EXERCISE GOAL —
Please copy out every one of the records below word for word, leaving the pictures out.

===== EXCERPTED DATA

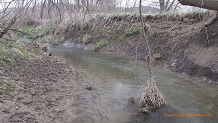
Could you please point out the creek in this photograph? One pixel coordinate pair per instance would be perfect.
(115, 79)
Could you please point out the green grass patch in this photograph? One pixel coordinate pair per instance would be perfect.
(86, 39)
(32, 31)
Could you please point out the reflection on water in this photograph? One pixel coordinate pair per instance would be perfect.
(115, 79)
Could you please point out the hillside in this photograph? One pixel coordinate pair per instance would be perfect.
(179, 41)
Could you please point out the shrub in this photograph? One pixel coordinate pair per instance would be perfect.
(100, 44)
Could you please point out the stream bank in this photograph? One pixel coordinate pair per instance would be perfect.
(38, 90)
(182, 43)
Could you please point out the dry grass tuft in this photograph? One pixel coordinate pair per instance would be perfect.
(151, 98)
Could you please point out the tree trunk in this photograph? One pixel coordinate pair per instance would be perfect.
(207, 4)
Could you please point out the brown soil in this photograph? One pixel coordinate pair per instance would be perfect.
(179, 41)
(43, 91)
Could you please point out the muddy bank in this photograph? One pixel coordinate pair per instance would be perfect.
(39, 90)
(183, 43)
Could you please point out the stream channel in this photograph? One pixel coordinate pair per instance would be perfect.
(115, 79)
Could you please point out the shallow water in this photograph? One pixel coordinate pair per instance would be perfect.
(115, 79)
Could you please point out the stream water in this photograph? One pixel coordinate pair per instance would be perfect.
(115, 79)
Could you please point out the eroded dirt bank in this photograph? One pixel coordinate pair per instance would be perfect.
(39, 90)
(183, 43)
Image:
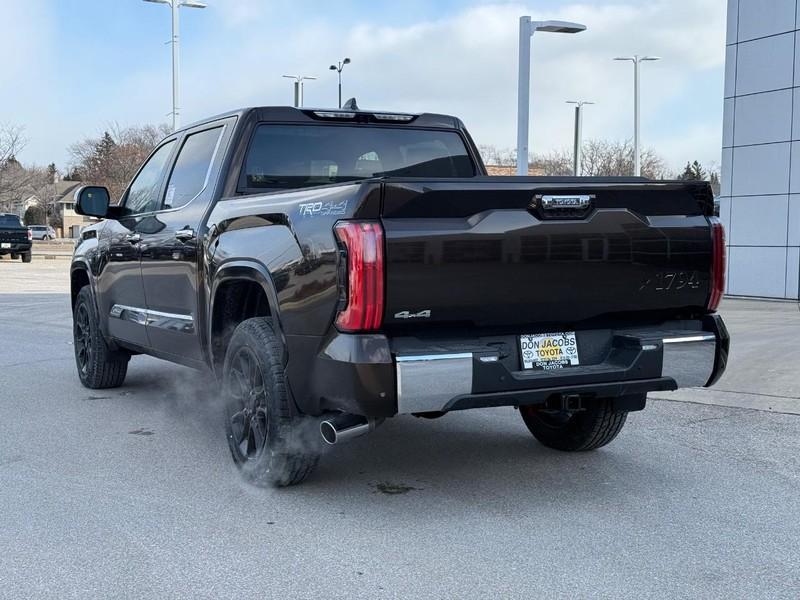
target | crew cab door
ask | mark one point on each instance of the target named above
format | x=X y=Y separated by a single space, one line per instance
x=120 y=288
x=172 y=245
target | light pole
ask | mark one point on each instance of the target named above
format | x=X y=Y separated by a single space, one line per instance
x=576 y=161
x=338 y=68
x=636 y=59
x=176 y=66
x=298 y=87
x=526 y=30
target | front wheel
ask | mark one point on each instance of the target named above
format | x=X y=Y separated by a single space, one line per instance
x=577 y=431
x=99 y=367
x=271 y=444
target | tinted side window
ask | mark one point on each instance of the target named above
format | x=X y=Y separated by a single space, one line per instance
x=143 y=193
x=190 y=174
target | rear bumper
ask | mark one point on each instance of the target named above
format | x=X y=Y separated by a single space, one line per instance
x=373 y=376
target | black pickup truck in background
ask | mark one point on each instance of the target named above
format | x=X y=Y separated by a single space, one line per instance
x=15 y=238
x=337 y=267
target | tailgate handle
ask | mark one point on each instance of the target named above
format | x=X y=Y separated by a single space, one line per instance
x=185 y=234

==========

SOLUTION TO THIS PROBLEM —
Could you please point out the creek in this photograph? One pixel coordinate pair per instance would be perfect.
(115, 79)
Could you please point out the green grass patch in this photograph? One pixel coordinate pair per instance would be perfect.
(86, 39)
(32, 31)
Could you please point out the reflection on water in this photograph? One pixel coordinate pair per instance would be perfect.
(115, 79)
Could you please point out the hillside in this photograph? One pixel coordinate pair per instance would be perfect.
(179, 41)
Could you please point out the shrub in this photograph? One pixel coordinate pair per instance would be perfect.
(100, 44)
Could you please point out the stream bank in this photograph? One pixel coordinate pair per instance would be perfect.
(38, 90)
(182, 43)
Could you please point out the dry grass tuft in this photograph? One pixel coordinate pair per instance would be perfect.
(151, 98)
Could you please point out the tree trunk in this photograph? One pixel coordinate pair per instance would be perfect.
(207, 4)
Could you please point out the brown soil in this photograph? One pixel coordinate pair per instance would be perfect.
(179, 41)
(43, 91)
Could you please point out the muddy bank in this photograph? One pixel coordinate pair per instance would be perfect.
(39, 90)
(183, 43)
Could you please point out the stream channel in this photograph? One pixel coordinate pair per instance would be perfect.
(115, 79)
Could you please point out the shallow water in this photograph? One pixel coordinate pair per instance would be perfect.
(115, 79)
Could you please point out the stream water in this photograph? One pixel coordinate pair per instance would be perfect.
(115, 79)
Could you please point out the eroded dirt bank in this photograph? One pixel coordinate pair per instance would be perfect.
(39, 90)
(183, 43)
Image:
target | crew cab door
ask | mark one point on each instance of the target named above
format | x=X y=Y separated by a single space, one line per instance
x=120 y=288
x=172 y=245
target | light pole
ask | mark one point on each instance of the target named above
format | x=X y=Y separated by a single space, one line per instance
x=576 y=161
x=338 y=68
x=636 y=59
x=176 y=66
x=298 y=87
x=526 y=30
target | front wheel
ask | mark one point on each instance of the target named above
format | x=X y=Y separated by a single space, one line per instance
x=577 y=431
x=99 y=367
x=271 y=444
target | tinted side window
ask | mark one point on each instance of the target named above
format | x=X y=Y separated by a single space, one line per instance
x=143 y=193
x=190 y=174
target | rear bumper
ask | mark one point on each instance of the target named above
format | x=X y=Y separated by a single space, one line per instance
x=373 y=376
target | black pickup truck in background
ask | mark one point on each instance of the target named above
format | x=X y=Y separated by a single space, one line per instance
x=15 y=238
x=337 y=267
target | tailgate handle
ask | mark one point on each instance of the target named above
format | x=X y=Y separated by a single space, one line per instance
x=185 y=234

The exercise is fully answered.